* START Material to process *
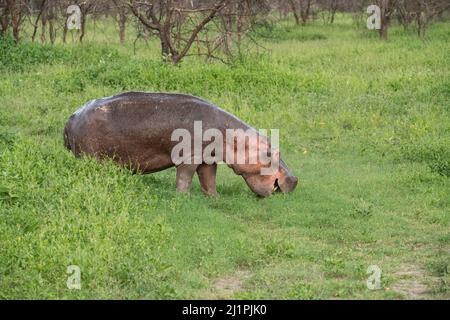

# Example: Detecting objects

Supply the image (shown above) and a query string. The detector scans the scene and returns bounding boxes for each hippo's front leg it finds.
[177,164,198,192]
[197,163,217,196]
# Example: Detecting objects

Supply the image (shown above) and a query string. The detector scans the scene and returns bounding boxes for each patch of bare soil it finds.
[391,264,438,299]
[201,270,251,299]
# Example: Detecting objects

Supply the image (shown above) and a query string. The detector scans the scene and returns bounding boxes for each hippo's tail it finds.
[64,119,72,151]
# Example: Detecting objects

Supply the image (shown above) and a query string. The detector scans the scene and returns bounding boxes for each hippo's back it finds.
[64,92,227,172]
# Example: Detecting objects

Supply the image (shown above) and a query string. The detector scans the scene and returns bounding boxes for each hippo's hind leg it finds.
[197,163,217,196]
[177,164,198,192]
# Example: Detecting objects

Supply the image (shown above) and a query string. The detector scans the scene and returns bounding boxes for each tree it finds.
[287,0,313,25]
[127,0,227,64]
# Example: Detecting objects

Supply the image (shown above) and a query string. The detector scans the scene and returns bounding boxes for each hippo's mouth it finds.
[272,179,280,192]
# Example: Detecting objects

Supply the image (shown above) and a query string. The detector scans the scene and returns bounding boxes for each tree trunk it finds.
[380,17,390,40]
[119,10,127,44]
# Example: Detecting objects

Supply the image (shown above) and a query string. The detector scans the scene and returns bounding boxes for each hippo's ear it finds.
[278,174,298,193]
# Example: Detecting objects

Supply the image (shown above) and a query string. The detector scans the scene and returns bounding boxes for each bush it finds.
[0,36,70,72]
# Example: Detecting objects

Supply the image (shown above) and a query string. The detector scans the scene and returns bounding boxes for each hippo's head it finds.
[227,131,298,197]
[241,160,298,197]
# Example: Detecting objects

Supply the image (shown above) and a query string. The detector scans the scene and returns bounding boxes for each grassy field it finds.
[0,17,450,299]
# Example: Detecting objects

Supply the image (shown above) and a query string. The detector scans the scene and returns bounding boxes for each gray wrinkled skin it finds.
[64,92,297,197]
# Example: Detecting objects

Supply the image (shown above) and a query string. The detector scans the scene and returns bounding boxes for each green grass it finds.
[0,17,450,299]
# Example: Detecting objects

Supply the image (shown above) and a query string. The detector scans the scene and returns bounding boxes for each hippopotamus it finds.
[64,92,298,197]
* END Material to process *
* START Material to process *
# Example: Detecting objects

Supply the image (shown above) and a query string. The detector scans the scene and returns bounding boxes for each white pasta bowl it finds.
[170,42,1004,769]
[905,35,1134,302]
* END Material to process *
* START Material to process *
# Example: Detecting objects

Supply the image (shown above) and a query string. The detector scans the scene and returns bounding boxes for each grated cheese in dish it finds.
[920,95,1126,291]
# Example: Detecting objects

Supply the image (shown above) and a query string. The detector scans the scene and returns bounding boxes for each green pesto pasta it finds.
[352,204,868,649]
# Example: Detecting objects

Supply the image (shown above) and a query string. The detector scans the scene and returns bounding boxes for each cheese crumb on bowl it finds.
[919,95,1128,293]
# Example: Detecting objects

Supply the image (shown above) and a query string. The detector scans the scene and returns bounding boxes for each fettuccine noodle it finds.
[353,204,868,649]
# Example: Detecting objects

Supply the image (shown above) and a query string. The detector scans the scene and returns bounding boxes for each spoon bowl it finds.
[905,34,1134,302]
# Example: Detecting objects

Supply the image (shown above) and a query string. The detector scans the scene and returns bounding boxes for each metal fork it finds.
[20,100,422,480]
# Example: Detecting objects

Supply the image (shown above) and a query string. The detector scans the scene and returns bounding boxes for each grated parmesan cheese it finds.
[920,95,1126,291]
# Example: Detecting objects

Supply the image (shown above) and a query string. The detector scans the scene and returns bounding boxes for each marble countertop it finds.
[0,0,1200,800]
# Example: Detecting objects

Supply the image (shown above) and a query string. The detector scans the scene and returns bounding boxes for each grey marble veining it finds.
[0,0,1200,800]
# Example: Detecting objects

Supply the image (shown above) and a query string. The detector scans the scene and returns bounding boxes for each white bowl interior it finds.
* END Material to process *
### [What you should do]
Locate each line in the items above that contains the string "marble" and reproduce every such line in full.

### [Result for this task]
Supply the image (shown above) and a query string. The detector scans the scene and returns bounding boxes for each marble countertop it finds.
Supply the image (shown above) and a query string. The detector scans the scene and returns bounding boxes for each grey marble veining it finds.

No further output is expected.